DOCUMENT SEGMENT:
===

Three East Los Angeles gang members admitted to carrying out orders from the Mexican Mafia and fire-bombing apartments in the Ramona Gardens projects filled with sleeping women and children solely because they were black.
The members of the Big Hazard street gang agreed to plead guilty on charges for their role in firebombing the homes of African-Americans living in the Ramona Gardens housing development on the night of Mother's Day in 2014, federal attorneys announced last Thursday.
In their plea agreements, Jose “Lil' Moe” Saucedo, Edwin “Boogie” Felix, and Jonathan “Pelon” Portillo said their motivation behind the attacks was racial. The gang members targeted the apartments because they belonged to African-Americans and wanted to push them out of the housing complex, said a statement from the U.S. Department of Justice.
Big Hazard, a Latino gang that formed in Boyle Heights, claims Ramona Gardens as their territory. The Los Angeles Times reports that the instructions for the attacks came from the Mexican Mafia, a large and secretive prison gang with deep ties and influence among smaller gangs across Southern California. Big Hazard had tried to keep African-Americans out of the complex for years.
The Big Hazard charges recall the hate-crimes prosecutions of Avenues gang members in Highland Park, who also targeted African American households with "racial animus," said Thom Mrozek, spokesman for the U.S. Attorney's office in Los Angeles, in an interview Tuesday.
"Avenues was the first one in which federal civil rights laws are used against gangsters, in any form," Mrozek said. "But in terms of a fire-bombing thing, we have not seen anything like that."

===

INFORMATION PROVIDED:
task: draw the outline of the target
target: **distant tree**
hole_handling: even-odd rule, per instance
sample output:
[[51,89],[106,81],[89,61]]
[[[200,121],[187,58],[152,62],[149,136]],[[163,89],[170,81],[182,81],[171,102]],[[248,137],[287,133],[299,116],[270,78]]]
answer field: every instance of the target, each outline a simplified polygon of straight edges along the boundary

===

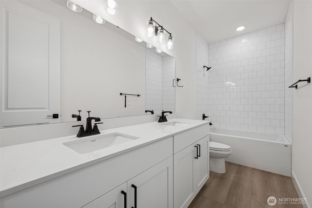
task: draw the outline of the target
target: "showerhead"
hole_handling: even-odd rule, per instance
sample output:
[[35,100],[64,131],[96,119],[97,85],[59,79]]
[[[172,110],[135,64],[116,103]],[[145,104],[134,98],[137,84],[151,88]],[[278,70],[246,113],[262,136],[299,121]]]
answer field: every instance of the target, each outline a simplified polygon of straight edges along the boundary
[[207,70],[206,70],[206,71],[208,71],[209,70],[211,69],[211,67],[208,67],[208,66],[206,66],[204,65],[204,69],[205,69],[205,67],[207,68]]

===

TASKS TO CARRY OUT:
(a) According to the article about the Ramona Gardens firebombings, on what night did the attacks take place?
(b) In the article about the Ramona Gardens firebombings, rewrite the passage starting at "Three East Los" and ending at "Department of Justice.", swapping "apartments" for "units".
(c) Continue the article about the Ramona Gardens firebombings from its last sentence.

ANSWER SET:
(a) The night of Mother's Day in 2014.

(b)
Three East Los Angeles gang members admitted to carrying out orders from the Mexican Mafia and fire-bombing units in the Ramona Gardens projects filled with sleeping women and children solely because they were black.
The members of the Big Hazard street gang agreed to plead guilty on charges for their role in firebombing the homes of African-Americans living in the Ramona Gardens housing development on the night of Mother's Day in 2014, federal attorneys announced last Thursday.
In their plea agreements, Jose “Lil' Moe” Saucedo, Edwin “Boogie” Felix, and Jonathan “Pelon” Portillo said their motivation behind the attacks was racial. The gang members targeted the units because they belonged to African-Americans and wanted to push them out of the housing complex, said a statement from the U.S. Department of Justice.

(c)
'Some Eme members have ordered what amounts to crime waves in their areas.'
In a 2015 interview with L.A. Taco, journalist Sam Quinones explained: "Some Eme members have ordered what amounts to crime waves in their areas. Many have let it be known that they didn’t want blacks operating in their territories, leading gangs to go on ethnic cleansing crusades for several years."
Plea agreements detailed the Mother's Day events in 2014: Gang members entered the federal funded housing complex, avoiding security cameras. They smashed windows, and threw Molotov cocktails into pre-selected homes. Families were sleeping inside the homes, three of the four homes belonged to African-American families.
The fourth home was targeted by mistake, Mrozek said.
Saucedo, Felix, and Portillo face potential sentences of over 30 years.
“These defendants have admitted their goal was to drive African Americans out of this housing facility,” said U.S. Attorney Nicola T. Hanna in a statement. “This simply will not be tolerated, and we will take any and all steps necessary to protect the civil rights of every person who lives in the United States.”
Other members of the gang involved with the incident are either awaiting sentencing or their scheduled trial.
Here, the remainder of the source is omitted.